PROVIDED MATERIAL:
-=-=-

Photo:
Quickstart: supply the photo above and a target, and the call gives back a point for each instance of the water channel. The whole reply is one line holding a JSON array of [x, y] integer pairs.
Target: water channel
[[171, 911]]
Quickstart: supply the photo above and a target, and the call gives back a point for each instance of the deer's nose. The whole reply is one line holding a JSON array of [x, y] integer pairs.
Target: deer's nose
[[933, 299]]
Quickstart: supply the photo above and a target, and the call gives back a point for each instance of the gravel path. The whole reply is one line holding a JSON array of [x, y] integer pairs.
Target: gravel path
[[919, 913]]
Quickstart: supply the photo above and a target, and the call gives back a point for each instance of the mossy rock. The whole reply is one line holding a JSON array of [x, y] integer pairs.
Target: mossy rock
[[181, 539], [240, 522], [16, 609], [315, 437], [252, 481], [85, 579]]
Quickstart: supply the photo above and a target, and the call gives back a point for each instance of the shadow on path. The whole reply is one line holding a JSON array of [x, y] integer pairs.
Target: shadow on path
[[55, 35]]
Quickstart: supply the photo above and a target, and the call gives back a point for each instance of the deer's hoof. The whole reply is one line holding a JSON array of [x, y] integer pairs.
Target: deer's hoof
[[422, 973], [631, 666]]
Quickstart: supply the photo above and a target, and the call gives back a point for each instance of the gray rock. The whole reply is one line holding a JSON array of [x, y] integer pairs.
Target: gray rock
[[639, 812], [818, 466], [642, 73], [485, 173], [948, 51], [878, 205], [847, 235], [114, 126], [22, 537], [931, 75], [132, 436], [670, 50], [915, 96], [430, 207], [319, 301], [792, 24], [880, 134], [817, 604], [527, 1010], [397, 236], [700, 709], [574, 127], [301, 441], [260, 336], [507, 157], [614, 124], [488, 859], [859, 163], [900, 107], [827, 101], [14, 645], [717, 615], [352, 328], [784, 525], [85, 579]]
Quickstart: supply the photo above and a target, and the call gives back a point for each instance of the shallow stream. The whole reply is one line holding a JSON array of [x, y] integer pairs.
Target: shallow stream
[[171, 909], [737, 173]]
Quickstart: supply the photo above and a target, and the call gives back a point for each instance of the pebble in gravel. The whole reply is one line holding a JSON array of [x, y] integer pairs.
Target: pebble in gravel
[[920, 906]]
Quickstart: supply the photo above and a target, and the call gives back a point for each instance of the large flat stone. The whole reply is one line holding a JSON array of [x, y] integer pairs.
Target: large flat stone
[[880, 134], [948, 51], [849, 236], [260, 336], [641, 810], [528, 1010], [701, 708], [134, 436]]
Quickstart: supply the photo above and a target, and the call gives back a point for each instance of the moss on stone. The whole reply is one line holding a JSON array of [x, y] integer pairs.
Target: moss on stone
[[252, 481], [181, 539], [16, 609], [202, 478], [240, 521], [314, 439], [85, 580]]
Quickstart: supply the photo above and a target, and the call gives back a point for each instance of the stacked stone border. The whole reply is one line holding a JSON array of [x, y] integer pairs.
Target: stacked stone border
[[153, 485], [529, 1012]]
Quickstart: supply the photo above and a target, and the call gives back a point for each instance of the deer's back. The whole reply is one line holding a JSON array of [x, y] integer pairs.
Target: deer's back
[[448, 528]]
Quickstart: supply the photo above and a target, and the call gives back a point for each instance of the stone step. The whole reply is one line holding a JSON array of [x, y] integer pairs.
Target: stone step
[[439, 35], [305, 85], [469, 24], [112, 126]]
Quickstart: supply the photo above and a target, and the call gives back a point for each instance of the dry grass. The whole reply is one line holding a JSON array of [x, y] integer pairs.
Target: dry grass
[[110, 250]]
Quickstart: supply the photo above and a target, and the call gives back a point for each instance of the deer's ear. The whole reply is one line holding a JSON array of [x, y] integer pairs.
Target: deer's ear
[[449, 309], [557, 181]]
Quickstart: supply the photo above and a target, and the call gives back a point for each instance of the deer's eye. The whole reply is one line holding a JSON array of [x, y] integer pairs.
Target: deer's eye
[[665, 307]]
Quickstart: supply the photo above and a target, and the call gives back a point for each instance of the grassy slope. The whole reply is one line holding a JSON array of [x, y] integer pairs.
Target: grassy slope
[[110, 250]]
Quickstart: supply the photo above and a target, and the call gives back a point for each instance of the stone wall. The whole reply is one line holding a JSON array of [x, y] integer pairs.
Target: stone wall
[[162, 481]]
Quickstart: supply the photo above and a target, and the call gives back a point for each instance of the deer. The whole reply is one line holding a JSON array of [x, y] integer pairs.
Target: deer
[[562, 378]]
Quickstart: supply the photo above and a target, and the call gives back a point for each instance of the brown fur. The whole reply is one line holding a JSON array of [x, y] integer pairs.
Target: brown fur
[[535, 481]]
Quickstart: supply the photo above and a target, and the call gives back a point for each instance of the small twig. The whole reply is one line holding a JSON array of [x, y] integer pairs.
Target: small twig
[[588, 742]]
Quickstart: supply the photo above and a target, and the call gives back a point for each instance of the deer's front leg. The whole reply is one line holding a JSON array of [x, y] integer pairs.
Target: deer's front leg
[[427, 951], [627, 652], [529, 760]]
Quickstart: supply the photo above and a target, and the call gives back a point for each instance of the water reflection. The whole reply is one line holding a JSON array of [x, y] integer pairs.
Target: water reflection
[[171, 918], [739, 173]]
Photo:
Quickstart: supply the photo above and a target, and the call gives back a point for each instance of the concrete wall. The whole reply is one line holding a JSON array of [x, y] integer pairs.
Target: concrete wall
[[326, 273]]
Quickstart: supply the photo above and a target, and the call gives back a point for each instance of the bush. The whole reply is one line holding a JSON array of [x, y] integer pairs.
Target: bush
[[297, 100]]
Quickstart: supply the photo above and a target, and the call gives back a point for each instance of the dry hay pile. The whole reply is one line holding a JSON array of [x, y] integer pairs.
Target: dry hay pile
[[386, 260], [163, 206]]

-=-=-

WHAT IS EXPECTED: Return all of the data above exactly, leaving out no line.

SOLUTION TO THE PROBLEM:
Photo:
Quickstart: supply the photo above and a target, and the call gives back a point for each instance of the water channel. The whole reply is one line holding a JSON array of [x, y] integer pairs.
Target: water channel
[[171, 911]]
Quickstart: supply the photo above and a target, and the call gives back a point for each instance of the deer's nose. The whole reply is one line holding a JSON array of [x, y] integer pairs.
Target: deer's nose
[[933, 299]]
Quickstart: supply the photo above and a target, and the call gives back a point for each instance of the gravel path. The whole reply is one line holding a JSON array of [x, y] integer pairs.
Target: gravel path
[[919, 913]]
Quickstart: supply the photo above and a target, and the call gives back a point for each instance of the mossy rock. The whole reply is one line holding a JSON array of [x, y] integer pairs.
Target: mossy rock
[[181, 539], [240, 522], [16, 609], [315, 437], [252, 481], [85, 579]]
Quickstart: supply the photo above and a target, and the call gives back a point for each instance of the shadow on path. The whole reply is one line holding a JSON array of [x, y] integer pairs.
Target: shadow on path
[[55, 35]]
Quickstart: supply the photo above and a target, and the call gives back a point for each instance of the deer's hoof. The whole reply is one line holding a JSON array of [x, y] integer pairs.
Target: deer's hoof
[[422, 973], [631, 666]]
Quickstart: supply the photo above and a target, and the call gives back a point for each instance of the gray rock. The whole reply is one line holding a JSON array of [x, y] integer pairs.
Target: gray rock
[[639, 812], [818, 466], [642, 73], [485, 173], [948, 51], [878, 205], [847, 235], [114, 126], [22, 537], [931, 75], [132, 436], [670, 50], [915, 96], [430, 207], [319, 301], [792, 24], [880, 134], [817, 604], [527, 1010], [397, 236], [700, 709], [574, 127], [301, 441], [260, 336], [507, 157], [614, 124], [488, 859], [859, 163], [900, 107], [827, 101], [14, 645], [717, 615], [352, 328], [784, 525], [85, 579]]
Quickstart: supply the photo above and a target, and the call gives back a point for each instance of the shallow stream. The whole reply is one line holding a JSON array of [x, y] integer pairs.
Target: shallow stream
[[171, 909], [737, 173]]
Quickstart: supply the photo above and a target, and the call gives back a point for each instance of the pebble in gravel. The whole reply is one line holding a JSON array of [x, y] integer pairs.
Target: pebble in gravel
[[920, 906]]
Quickstart: supply the photo above and a target, and the call gives back a point for each instance of the large flat stone. The whole reply is one line holding a JSON array of [x, y] integer pairs.
Target: large flat stone
[[880, 134], [948, 51], [849, 236], [260, 336], [641, 810], [528, 1010], [701, 708], [134, 436]]
Quickstart: supply the photo above and a target, and the call gives back a point for each instance of the moss on stone. The whole reply is one line holding a JSON array of [x, y] integer pairs.
Target: moss on stone
[[252, 481], [181, 539], [16, 609], [202, 478], [240, 521], [314, 439], [85, 580]]
Quickstart: supply the photo above and a target, and the call gives back a point for each instance of the stacked stone border. The whole reply is one line holding a JSON array of [x, y] integer pairs.
Target: stacked stone border
[[153, 485], [529, 1012]]
Quickstart: supply the photo above and a target, and the call gives back a point for each instance of the deer's back. The whole reply is one line holding a JSON array of [x, y] integer pairs.
Target: deer's back
[[448, 528]]
Quickstart: supply the photo above and a target, and the call gives back a point for each instance of the stone step. The whole reply is one line holding a JSON array of [x, y] integer pairs.
Target: stone step
[[439, 35], [305, 85], [469, 24], [112, 126]]
Quickstart: supply the photo above and a target, and the call gives back a point for each instance of the dry grass. The whole reply is one line holding a JSON array of [x, y] integer pairs.
Target: dry grass
[[110, 250]]
Quickstart: supply the photo above and a target, and the call gives back a point for each instance of the deer's ear. The whole reply is one line holding a JSON array of [x, y] integer pairs.
Target: deer's ear
[[449, 309], [557, 181]]
Quickstart: supply the photo above and a target, and the call gives back a point for each instance of the deer's eye. The whole reply is one line holding a JSON array of [x, y] integer pairs.
Target: deer's eye
[[665, 307]]
Quickstart: supply the photo above and a target, and the call gives back a point for each instance of the grassy slope. The whole reply is one line holding a JSON array of [x, y] integer pairs.
Target: grassy slope
[[110, 250]]
Quickstart: supply the photo above and a target, and the call gives back a point for each instance of the stone wall. The whole reply is one line holding a JSON array of [x, y] integer pairs.
Target: stone wall
[[162, 481]]
Quickstart: supply the photo above and a target, and the call gives back a point for each instance of the deer. The whole reply is one line holding a JSON array of [x, y] integer pairs.
Target: deer
[[562, 378]]
Quickstart: supply the photo above and a target, and the call gives back a point for each instance of the brown fur. The whole reply is one line holding a JSON array of [x, y] integer pairs.
Target: brown fur
[[535, 481]]
Quickstart: supply the photo above and a target, and the call gives back a point for each instance of the small twig. The whole reply is one line holding a JSON array of [x, y] integer pairs.
Target: small twig
[[588, 742]]
Quickstart: supply the photo above and a target, and the call gives back a point for each instance of the deer's front leg. The whole reply is one line holding a JSON array of [x, y] integer pairs.
Target: deer's front leg
[[427, 951], [627, 652], [529, 760]]
Quickstart: supply the photo above and a target, and the call gives back a point for each instance of the water reflection. The whole reply is one line holding a JSON array of [x, y] integer pairs.
Target: water reflection
[[171, 918], [739, 173]]
Photo:
Quickstart: supply the photo above and a target, and the call gives back a point for each instance of the concrete wall. The whole reply is one line holding a JSON array of [x, y] integer pairs.
Target: concrete wall
[[326, 273]]
Quickstart: supply the photo above and a target, and the call gives back a point for each instance of the bush. The whole reply is one line holding a JSON array of [x, y] integer pairs.
Target: bush
[[297, 100]]
Quickstart: supply the photo above and a target, and the call gives back a point for each instance of the dry hay pile. The whole reply is one line holding a JSON array of [x, y] integer pairs.
Target: dry hay pile
[[386, 260], [163, 206]]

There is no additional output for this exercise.